* YOUR ASSIGNMENT
In the copy you make, include no pictures, and transcribe every record exactly.

====

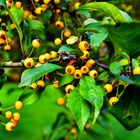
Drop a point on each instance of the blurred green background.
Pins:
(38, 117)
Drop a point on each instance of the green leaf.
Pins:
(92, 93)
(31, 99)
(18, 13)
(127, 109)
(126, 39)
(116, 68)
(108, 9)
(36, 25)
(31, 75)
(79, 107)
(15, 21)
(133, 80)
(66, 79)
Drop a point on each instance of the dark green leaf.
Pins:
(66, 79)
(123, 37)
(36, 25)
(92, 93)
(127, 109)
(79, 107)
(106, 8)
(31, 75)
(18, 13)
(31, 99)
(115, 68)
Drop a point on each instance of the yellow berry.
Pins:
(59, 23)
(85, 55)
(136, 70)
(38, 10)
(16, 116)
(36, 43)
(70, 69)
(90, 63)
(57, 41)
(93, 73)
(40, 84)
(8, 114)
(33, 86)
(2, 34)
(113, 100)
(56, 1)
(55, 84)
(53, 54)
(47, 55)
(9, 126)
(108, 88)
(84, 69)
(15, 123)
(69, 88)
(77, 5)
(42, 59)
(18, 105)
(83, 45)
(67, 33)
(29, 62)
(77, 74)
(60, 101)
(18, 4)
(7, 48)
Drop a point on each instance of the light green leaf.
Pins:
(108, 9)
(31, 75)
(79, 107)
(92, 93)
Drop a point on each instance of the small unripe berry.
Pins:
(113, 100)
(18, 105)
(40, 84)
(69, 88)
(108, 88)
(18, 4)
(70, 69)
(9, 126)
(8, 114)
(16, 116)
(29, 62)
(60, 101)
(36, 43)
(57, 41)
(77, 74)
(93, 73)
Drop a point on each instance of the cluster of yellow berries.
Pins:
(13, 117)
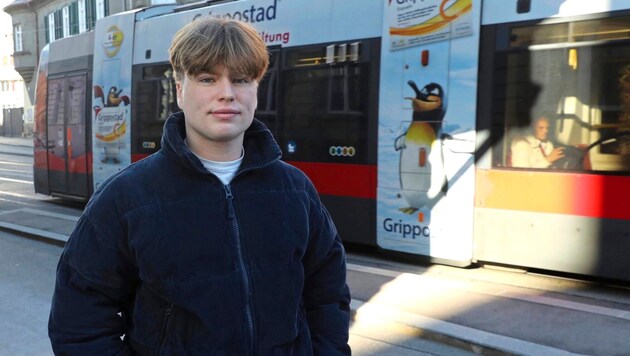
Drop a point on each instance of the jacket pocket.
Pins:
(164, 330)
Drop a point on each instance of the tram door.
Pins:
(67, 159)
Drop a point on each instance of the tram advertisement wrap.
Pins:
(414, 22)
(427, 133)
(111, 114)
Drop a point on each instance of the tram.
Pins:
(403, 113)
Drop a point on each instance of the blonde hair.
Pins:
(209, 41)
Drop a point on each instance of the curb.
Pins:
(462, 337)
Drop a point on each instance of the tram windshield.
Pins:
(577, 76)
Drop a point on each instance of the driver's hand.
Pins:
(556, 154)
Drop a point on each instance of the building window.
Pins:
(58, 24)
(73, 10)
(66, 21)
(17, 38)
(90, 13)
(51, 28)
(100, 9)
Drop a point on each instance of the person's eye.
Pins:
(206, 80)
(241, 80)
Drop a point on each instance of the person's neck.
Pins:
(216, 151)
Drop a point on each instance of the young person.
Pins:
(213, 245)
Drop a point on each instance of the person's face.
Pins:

====

* RESPONSE AREA
Drop a point on each instance of the blurred green background.
Pins:
(38, 117)
Drop a point on each instance of the green leaf.
Pins:
(92, 93)
(31, 99)
(18, 13)
(127, 109)
(126, 39)
(116, 68)
(108, 9)
(36, 25)
(31, 75)
(79, 107)
(15, 21)
(133, 80)
(66, 79)
Drop a point on each instance of the dark green leaf.
Pins:
(66, 79)
(123, 37)
(36, 25)
(92, 93)
(127, 109)
(79, 107)
(106, 8)
(31, 75)
(18, 13)
(31, 99)
(115, 68)
Drop a point on each instance of the yellow berry.
Pins:
(59, 23)
(85, 55)
(136, 70)
(38, 10)
(16, 116)
(36, 43)
(70, 69)
(90, 63)
(57, 41)
(93, 73)
(40, 84)
(8, 114)
(33, 86)
(2, 34)
(113, 100)
(56, 1)
(55, 84)
(53, 54)
(47, 55)
(9, 126)
(108, 88)
(84, 69)
(15, 123)
(69, 88)
(77, 5)
(42, 59)
(18, 105)
(83, 45)
(67, 33)
(29, 62)
(77, 74)
(60, 101)
(18, 4)
(7, 48)
Drop a point on each instance of the light green leaf.
Pins:
(108, 9)
(31, 75)
(79, 107)
(92, 93)
Drop a point on each instance of the small unripe berry.
Pins:
(113, 100)
(18, 105)
(40, 84)
(69, 88)
(108, 88)
(18, 4)
(70, 69)
(9, 126)
(8, 114)
(16, 116)
(29, 62)
(60, 101)
(36, 43)
(57, 41)
(77, 74)
(93, 73)
Drop a point on each instance of the cluster of yellow berries.
Pins:
(13, 117)
Drop a point on each instance of the jacket pocket.
Pins:
(164, 330)
Drop a point on each instance of the tram door.
Pins:
(67, 159)
Drop a point on each instance of the tram advertisement wrap.
Pins:
(414, 22)
(427, 133)
(111, 114)
Drop a point on each instance of the tram.
Pins:
(403, 113)
Drop a point on each instance of the blonde hair.
Pins:
(209, 41)
Drop a point on each instance of the curb.
Pins:
(462, 337)
Drop a point on each instance of the tram windshield.
Pins:
(577, 76)
Drop a point on each instance of the driver's hand.
Pins:
(556, 154)
Drop a point on each instance of the building window.
Pins:
(58, 24)
(73, 10)
(66, 21)
(17, 38)
(90, 13)
(51, 28)
(100, 9)
Drop a point on each instance of the person's eye.
Pins:
(206, 80)
(241, 80)
Drop a point on each instance of the person's neck.
Pins:
(216, 151)
Drop a point on each instance of the young person.
Pins:
(213, 245)
Drop a point on each instance of the person's face.
Pins:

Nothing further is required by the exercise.